=== PROBLEM DETAILS ===
Please copy the items below word for word, from the line with "Can you find the green" to the line with "pixel 37 265", including both of those lines.
********************
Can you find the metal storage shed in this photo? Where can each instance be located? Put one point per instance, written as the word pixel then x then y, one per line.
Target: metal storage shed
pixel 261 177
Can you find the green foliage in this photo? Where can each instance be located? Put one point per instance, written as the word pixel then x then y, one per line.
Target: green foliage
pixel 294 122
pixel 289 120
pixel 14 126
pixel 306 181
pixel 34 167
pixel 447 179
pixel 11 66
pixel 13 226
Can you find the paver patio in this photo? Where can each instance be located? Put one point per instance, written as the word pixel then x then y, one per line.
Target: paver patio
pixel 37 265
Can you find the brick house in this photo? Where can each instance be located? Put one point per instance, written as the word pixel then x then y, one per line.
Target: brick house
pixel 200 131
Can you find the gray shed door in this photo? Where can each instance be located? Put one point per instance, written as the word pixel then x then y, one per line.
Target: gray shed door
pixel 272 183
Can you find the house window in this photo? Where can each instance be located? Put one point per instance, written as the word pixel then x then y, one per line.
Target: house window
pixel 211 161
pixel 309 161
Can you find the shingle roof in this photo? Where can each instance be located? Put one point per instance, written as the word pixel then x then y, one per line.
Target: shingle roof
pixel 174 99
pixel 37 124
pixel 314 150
********************
=== SOLUTION TO THIS PROBLEM ===
Can you find the green foliage in this photo? Where can each instance be located? Put one point per instance, written as the word pixel then x then y, one per line.
Target: green foliage
pixel 294 122
pixel 289 120
pixel 14 126
pixel 306 181
pixel 34 167
pixel 447 179
pixel 11 66
pixel 13 226
Can you find the paver patio in this photo? Where can each instance be located? Put one point per instance, written as the word pixel then x then y, one per line.
Target: paver patio
pixel 37 265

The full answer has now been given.